=== Your goal ===
Reproduce the data below verbatim from the line containing "Each instance receives one keypoint. Mark the white lintel" through its final line, and produce nothing more.

Point annotation records:
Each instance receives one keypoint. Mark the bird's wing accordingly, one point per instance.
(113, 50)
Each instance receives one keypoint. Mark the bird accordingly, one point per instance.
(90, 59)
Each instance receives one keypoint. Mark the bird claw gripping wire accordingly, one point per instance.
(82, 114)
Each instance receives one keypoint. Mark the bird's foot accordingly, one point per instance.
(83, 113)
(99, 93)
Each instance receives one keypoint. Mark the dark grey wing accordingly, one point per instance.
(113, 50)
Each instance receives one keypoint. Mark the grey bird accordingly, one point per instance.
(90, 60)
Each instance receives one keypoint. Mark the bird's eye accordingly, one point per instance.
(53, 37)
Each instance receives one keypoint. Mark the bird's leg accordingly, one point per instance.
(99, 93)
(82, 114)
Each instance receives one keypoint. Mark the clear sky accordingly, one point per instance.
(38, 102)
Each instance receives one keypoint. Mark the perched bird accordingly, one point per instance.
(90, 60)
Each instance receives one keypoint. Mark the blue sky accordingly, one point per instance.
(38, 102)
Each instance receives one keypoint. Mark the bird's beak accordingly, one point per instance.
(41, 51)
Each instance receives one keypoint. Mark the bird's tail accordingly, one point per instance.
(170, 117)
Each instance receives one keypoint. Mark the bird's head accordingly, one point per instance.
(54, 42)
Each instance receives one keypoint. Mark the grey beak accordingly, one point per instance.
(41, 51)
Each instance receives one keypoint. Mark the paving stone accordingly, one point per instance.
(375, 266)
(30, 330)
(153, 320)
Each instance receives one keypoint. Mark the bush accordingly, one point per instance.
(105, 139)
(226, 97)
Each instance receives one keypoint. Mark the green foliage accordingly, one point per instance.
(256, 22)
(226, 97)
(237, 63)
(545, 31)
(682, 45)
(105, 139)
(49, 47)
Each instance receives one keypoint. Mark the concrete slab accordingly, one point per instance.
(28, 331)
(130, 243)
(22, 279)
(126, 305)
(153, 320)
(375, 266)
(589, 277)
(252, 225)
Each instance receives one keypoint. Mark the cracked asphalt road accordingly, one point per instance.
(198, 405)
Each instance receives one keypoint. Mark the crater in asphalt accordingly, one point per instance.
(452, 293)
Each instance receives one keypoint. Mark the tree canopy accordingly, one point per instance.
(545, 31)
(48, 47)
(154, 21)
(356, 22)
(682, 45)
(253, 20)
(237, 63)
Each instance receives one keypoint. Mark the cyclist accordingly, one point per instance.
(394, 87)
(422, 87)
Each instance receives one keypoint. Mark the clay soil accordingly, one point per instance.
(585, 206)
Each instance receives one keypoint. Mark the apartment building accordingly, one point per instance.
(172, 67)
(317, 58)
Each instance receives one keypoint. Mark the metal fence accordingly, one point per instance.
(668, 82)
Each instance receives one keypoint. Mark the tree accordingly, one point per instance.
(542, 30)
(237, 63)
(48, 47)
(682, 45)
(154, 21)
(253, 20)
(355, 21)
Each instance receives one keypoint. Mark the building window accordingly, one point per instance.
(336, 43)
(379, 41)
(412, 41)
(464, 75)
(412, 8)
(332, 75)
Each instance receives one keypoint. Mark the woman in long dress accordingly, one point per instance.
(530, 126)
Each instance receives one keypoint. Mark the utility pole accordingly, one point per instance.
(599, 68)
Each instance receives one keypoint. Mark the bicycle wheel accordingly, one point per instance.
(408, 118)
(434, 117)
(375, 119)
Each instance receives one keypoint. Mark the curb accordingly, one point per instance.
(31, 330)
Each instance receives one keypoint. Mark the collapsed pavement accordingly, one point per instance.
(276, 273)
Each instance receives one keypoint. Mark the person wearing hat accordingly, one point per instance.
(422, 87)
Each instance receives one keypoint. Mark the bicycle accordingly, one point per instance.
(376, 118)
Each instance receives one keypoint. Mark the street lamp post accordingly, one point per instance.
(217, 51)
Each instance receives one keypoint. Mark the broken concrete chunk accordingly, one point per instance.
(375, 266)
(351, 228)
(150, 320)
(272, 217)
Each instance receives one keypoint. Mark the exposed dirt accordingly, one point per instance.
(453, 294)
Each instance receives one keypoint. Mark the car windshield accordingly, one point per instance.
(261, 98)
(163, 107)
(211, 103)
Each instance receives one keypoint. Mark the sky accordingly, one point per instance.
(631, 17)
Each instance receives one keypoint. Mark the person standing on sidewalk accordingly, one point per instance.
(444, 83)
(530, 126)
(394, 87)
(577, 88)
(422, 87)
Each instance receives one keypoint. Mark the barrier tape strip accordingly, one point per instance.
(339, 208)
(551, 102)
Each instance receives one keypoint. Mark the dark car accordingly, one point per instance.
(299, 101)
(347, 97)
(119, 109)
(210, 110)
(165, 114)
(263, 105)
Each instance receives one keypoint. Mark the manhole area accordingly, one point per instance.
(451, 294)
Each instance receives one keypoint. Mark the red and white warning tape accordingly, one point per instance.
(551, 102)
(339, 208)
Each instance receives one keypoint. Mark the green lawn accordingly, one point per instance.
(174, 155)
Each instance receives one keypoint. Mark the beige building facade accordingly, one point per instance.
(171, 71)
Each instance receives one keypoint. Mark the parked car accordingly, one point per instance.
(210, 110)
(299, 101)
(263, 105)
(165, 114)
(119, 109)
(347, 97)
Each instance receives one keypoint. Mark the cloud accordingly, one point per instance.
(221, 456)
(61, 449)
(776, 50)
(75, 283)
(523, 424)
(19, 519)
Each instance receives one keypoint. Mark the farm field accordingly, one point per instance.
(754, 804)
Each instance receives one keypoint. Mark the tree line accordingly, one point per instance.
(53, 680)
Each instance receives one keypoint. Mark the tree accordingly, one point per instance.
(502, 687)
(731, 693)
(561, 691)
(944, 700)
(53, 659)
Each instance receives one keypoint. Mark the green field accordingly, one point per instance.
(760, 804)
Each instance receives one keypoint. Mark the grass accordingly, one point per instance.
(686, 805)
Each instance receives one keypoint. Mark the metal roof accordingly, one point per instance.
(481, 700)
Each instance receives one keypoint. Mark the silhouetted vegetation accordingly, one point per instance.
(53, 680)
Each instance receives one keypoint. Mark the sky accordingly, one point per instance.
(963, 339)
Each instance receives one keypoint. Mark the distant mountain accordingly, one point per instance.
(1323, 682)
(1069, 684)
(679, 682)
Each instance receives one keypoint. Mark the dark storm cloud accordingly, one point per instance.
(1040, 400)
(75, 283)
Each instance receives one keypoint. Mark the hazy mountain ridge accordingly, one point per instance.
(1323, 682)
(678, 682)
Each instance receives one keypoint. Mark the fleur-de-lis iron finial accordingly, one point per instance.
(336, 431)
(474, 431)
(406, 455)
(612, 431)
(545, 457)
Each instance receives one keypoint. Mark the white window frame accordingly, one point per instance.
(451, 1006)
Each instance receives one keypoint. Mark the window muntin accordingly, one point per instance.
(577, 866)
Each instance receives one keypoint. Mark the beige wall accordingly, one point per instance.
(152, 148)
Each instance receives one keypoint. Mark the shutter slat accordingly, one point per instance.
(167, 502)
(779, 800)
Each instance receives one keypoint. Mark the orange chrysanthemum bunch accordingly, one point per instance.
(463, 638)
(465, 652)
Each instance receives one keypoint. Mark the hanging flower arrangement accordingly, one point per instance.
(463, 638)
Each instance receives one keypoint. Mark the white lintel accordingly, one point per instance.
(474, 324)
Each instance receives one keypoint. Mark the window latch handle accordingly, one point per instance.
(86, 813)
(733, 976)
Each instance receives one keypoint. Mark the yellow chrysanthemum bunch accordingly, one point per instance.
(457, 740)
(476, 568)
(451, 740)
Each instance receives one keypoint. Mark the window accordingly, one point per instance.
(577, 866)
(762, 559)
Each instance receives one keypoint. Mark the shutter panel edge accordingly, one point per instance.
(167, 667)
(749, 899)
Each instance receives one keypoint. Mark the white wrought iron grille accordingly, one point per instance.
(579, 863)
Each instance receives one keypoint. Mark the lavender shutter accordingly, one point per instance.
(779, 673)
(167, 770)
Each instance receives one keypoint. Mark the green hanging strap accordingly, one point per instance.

=== Full answer ===
Each instance receives one keypoint. Mark the white lintel accordingly, one point per instance.
(474, 324)
Each instance receives one keypoint. Mark the window latch handle accordingly, one point per instance.
(86, 813)
(733, 976)
Each instance receives one keypoint. Mark the yellow chrysanthemum bunch accordingly, one point per instance.
(457, 740)
(476, 568)
(451, 740)
Each instance receives one keypoint. Mark the window accordingly, one point per instance.
(577, 866)
(762, 559)
Each instance receives one keypoint. Mark the shutter panel edge accordingly, one point per instance.
(167, 667)
(749, 899)
Each instance receives one keypoint. Mark the white wrought iron grille accordingly, one point per instance.
(579, 863)
Each instance receives one keypoint. Mark the lavender shutter accordingly, one point per instance.
(779, 673)
(167, 770)
Each instance receives one keypoint. Mark the green hanging strap accordingly, one point per instance.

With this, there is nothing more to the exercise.